● TAREFAS PROPOSTAS
[1] Mostre cada linha dos dados fornecidos que contenha a palavra "handle", levando em conta a diferença entre maiúsculas e minúsculas.
[2] Prossiga o trecho sobre a regulamentação do lobby a partir do ponto em que ele termina.

──────── TRECHO SELECIONADO

O Senador Marco Maciel apresentou, em 1989, projeto de lei (PLS 2003/89) regulamentando a atividade de Lobby. Aprovado pelo Senado, o projeto foi remetido à Câmara, onde se encontra até hoje, mesmo tendo sido em dezembro de 2001, o requerimento de urgência.

 

A premissa básica do projeto está no reconhecimento de que o Lobby existe no mundo todo, seja em regimes abertos ou fechados. Daí a necessidade de regulamentá-lo, diz Maciel.

────────────────
──────── DADOS FORNECIDOS

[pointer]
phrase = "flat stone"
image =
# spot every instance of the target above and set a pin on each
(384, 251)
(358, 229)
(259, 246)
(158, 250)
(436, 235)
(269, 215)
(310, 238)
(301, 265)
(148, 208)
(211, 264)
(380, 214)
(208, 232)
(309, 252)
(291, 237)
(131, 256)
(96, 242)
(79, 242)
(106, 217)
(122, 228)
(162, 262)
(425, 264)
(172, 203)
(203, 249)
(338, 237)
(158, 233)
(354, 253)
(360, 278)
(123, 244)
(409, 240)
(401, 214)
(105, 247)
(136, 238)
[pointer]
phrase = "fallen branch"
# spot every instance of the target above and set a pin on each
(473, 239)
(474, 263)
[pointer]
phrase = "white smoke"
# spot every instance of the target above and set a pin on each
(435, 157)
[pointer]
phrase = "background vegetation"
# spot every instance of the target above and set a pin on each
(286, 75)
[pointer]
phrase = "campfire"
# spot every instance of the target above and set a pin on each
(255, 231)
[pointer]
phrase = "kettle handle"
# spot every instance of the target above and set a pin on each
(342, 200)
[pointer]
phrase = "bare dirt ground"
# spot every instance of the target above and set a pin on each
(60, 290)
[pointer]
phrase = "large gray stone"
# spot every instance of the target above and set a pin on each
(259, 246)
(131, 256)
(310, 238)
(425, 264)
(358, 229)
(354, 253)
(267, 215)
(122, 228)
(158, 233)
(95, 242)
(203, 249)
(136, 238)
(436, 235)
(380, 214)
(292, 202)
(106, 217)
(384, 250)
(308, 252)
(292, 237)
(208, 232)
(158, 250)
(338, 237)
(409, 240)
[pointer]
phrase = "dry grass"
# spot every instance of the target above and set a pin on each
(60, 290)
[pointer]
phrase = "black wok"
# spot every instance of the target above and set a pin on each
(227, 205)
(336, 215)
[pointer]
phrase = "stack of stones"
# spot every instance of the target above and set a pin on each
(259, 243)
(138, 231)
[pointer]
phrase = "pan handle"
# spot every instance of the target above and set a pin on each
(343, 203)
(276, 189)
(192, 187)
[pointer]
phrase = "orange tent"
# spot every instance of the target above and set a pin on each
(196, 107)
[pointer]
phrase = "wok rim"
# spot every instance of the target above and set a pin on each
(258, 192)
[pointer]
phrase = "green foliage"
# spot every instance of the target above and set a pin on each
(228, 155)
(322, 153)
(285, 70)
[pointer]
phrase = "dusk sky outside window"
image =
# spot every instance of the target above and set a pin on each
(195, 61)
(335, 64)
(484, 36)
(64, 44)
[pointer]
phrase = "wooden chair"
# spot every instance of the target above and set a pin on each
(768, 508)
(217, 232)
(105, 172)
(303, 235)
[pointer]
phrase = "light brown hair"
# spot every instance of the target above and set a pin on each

────────────────

● RESPOSTAS POR TAREFA
[1]
phrase = "kettle handle"
phrase = "pan handle"

[2]
A primeira iniciativa do Senador para regulamentar a atividade foi no período de 1977 a 1979, quando exerceu a presidência da Câmara dos Deputados e reformulou o Regimento Interno da Casa: “Quando assumi a presidência, procurei Célio Borja (presidente da Câmara de 1975 a 1977) com a idéia de promover uma reformulação regimental. Fui desencorajado e acabei colocando em prática outra estratégia: ia pessoalmente a cada uma das Comissões prestigiar os trabalhos e colher sugestões. Acabei conseguindo o engajamento necessário para a reformulação do Regimento. Nessa reformulação inclui o credenciamento de pessoas e entidades que exerciam Lobby, com o objetivo de identificar interlocutores. Posteriormente essa medida acabou sendo adotada também no Senado”, conta o senador.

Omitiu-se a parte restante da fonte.